» **Exercise**:
For each line in the data below that holds "zipper", return a copy.

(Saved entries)
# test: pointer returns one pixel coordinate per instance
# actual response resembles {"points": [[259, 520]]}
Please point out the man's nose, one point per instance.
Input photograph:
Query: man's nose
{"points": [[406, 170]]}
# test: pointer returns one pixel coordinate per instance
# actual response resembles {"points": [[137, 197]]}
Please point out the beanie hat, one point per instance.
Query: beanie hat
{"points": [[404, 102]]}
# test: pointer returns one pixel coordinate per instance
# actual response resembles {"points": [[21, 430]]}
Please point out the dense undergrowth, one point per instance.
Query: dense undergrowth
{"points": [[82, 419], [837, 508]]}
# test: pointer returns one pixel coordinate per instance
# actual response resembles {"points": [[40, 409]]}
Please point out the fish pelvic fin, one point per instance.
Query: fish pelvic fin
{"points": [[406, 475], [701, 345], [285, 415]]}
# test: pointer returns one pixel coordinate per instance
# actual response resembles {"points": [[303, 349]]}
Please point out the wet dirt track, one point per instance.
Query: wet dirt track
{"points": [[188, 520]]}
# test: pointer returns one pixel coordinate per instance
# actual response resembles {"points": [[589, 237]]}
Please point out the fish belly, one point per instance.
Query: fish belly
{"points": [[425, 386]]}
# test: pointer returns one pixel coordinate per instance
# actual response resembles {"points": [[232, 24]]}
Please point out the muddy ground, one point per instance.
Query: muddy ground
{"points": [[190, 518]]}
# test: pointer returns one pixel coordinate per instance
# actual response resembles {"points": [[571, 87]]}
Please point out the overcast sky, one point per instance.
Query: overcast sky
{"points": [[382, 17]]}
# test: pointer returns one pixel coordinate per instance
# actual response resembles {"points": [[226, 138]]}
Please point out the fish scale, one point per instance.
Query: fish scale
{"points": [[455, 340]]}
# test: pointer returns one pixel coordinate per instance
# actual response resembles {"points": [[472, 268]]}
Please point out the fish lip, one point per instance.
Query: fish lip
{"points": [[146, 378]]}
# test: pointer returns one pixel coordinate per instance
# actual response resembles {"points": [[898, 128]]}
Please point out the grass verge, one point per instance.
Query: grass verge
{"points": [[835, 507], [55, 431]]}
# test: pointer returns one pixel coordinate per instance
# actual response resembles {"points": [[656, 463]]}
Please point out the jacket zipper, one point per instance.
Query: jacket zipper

» **Problem solution**:
Please point out the jacket zipper, one point per instance.
Query: jacket zipper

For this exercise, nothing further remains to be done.